**练习题目**
请把下面的全部材料改写成 Markdown 表格，设“序号”和“内容行”两列，每行一条，空行不计。

**本题材料**
□ □ □
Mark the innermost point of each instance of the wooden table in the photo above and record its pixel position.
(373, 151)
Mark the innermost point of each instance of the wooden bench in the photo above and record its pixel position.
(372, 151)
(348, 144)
□ □ □
**参考答案**
| 序号 | 内容行 |
|---|---|
| 1 | Mark the innermost point of each instance of the wooden table in the photo above and record its pixel position. |
| 2 | (373, 151) |
| 3 | Mark the innermost point of each instance of the wooden bench in the photo above and record its pixel position. |
| 4 | (372, 151) |
| 5 | (348, 144) |